# [Selected extract]
══════

Of course I'd say this as a lisper, but as long as the return values of everything is intuitive and well defined, I don't see an inherent problem with such form.
Indeed, if anything, if the intention is to communicate that the Boolean value is the result of some process that runs through a while loop, then explicitly saying that in the assignment seems to me to almost be the best way to do it :\
ymmv.
Now deeply nested while/assignment/ifs, that's a bad-pattern, but I'm not inherently convinced that's an expression/statement problem.
> Anyone know the language design rationale behind the way Java does it?
Because C did it, because Algol did it, because Fortran did it, because that is how assembly code works. Expressions require code to be compiled to something that uses a temporary value stack (or equivalent, like what some continuation-passing style compilers do by allocating values from garbage-collected memory), which, along with subroutines, was an exotic technology well into the 1960s.
Clojure seems to have replaced the "p"[0] suffix in predicates with "?", the former being an old Lisp convention. Interesting choice, I'm mildly miffed they didn't go with the old convention.
Question mark is a Scheme tradition. Clojure is a new lisp, drawing inspiration from many sources.
One of Rich Hickey's goals, stated in many ways and in many of his presentations, was to design a modern lisp not bound by design decisions in old ones. That's why Clojure is not built on or directly based on any specific lisp.
He has made a big point about moving on from lisp-isms such as `car` and `cdr`, which are based on tradition and specific archaic hardware implementation, to modern and within-language-consistent things like `first` and `rest`, which are both self-descriptive and implemented for anything that conforms to the seq protocol, as opposed to `car` and `cdr`, which are tied to cons cells.
I do not recall anything specific that he's said about about the choice of a question mark vs a "p", but I can imagine a similar argument that a question mark is more self-descriptive than "p". "p" only makes sense if you know lisp traditions.
"p" makes sense if you know that it stands for "predicate". It's not nearly as arcane as car and cdr.
Also can we finally settle on a name for these things now? If car and cdr are too arcane we can do away with them (though I like being able to do caddadadr) but why do we need "first" and "rest" rather than the already established "head" and "tail"?
I particularly dislike "rest" since it's a relative term, i.e. in normal speech saying that you're going to do something with "the rest" of the list means something different depending on how much of the list you already used.
In Clojure, first and rest apply to sequences, which are a logical list abstraction. They apply to lists, but they can also be used on sequential views of indexed vectors, maps, sets, database result sets, files in a dir, lines in a file, and an open world of "things that can be seen in some order". head and tail I suspect are much more tied to linked lists and data structure than the more plain first and rest.
I might add that breaking the naming away (from traditions) also helps breaking the mindset away (from "that's how we always did it").
This allows for unified abstract views on things normally distinguished from each other by words, syntax, conventions and mind. This allows stuff like pattern matching generic functional code like the mighty monad with it's transformer.
Learning functional programming incl. higher kinded types (dependent types and such) isn't easy for someone used to e.g. Java,C,C++,Python,Go, and others I can't judge of the top of my head.

══════

Entries drawn from a collection

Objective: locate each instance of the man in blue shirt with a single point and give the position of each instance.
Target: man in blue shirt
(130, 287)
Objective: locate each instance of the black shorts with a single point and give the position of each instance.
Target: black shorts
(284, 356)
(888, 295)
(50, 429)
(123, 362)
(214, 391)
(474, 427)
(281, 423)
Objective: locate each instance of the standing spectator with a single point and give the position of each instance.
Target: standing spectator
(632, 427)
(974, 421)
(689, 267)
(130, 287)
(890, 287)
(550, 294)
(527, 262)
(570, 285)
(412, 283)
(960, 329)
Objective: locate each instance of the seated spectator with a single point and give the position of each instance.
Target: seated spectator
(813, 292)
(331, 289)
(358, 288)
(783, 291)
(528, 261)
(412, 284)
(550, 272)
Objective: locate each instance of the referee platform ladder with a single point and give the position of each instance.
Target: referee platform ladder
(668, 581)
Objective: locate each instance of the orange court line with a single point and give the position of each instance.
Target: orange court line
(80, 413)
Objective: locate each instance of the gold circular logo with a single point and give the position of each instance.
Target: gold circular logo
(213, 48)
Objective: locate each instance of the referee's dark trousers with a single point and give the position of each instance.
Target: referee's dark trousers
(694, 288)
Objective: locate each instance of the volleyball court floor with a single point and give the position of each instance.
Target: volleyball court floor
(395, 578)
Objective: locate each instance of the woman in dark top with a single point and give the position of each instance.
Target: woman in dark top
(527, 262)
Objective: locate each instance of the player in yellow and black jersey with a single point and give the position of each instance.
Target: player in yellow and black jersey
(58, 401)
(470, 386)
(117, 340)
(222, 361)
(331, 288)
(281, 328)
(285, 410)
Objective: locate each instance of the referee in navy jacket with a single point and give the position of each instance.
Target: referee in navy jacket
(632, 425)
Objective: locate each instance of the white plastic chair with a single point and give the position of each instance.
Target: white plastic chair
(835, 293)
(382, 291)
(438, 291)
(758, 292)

══════

# [Problems and tasks]
- 1) Name every programming language the Clojure naming thread gives as one whose users may find learning functional programming hard.
- 2) In the Clojure naming thread, reproduce everything from "Clojure seems to" down to "from many sources.", swapping "convention" for "custom".
- 3) Finish out the next part of the Clojure naming thread, starting after its last sentence.

# [Answers to this exercise]
- 1) Java, C, C++, Python, Go

- 2)
Clojure seems to have replaced the "p"[0] suffix in predicates with "?", the former being an old Lisp custom. Interesting choice, I'm mildly miffed they didn't go with the old custom.
Question mark is a Scheme tradition. Clojure is a new lisp, drawing inspiration from many sources.

- 3)
If you ask yourself why said functional is beneficial, remember the popularity and typical confusion of the Monad posts/articles. You might not quite understand / "get" it, but they keep coming up and the authors seem intelligent. So you (might) just have a case of the Blub Paradox[0]. You need to understand it to grok it's usefulness/desirability.
You can treat any collection or data structure that implements the sequence protocol as a lazy sequence with
(seq collection)
But you don't have to. If you choose to, you're not tied to a representation of mutable cons cells. There are good reasons to want to iterate over values in a map or a set, while still wanting the lookup characteristics of those collections, rather than a linked list.
This is hardly a controversial stance. Python, for example, supports iteration over many of its data structures and it is recommended to implement the dunder methods for iteration on any class that might reasonably be the basis of an iteration.
All clojure does is agree that iteration over a lazy sequence is a valuable concept. It implements this as an abstract protocol, rather than as a concrete implementation on linked lists.
> "p" makes sense if you know that it stands for "predicate". It's not nearly as arcane as car and cdr.
We are in agreement here. It seems to me, though, that it is an easy case to make that a question mark makes sense if you know English. Surely this is a convention less dependent upon specific knowledge.
Either way, Clojure is its own language and is not beholden to the tradition of any other language. What is most important is that it chooses a convention and implements it consistently. It is not meant to be Common Lisp nor is it meant to be Scheme, nor Dylan, nor Shen, nor Femtolisp, nor any other implementation. It is meant to be Clojure and what that means is defined by Rich Hickey.
Regarding`first`, `rest`, `head`, and `tail`, I don't think the argument based on English usage is the strongest. `head` and `tail` are established in some other programming languages, almost always as operations upon a link list. Those two words in English refer to body parts on some animals, hardly an obvious analog to generic collections. `first` and `rest` are not unheard of in other programming languages and in English do have a natural connection with the idea of a collection. Again, Clojure is meant only to be what Rich Hickey designed it to be, not a faithful reproduction of any other programming language.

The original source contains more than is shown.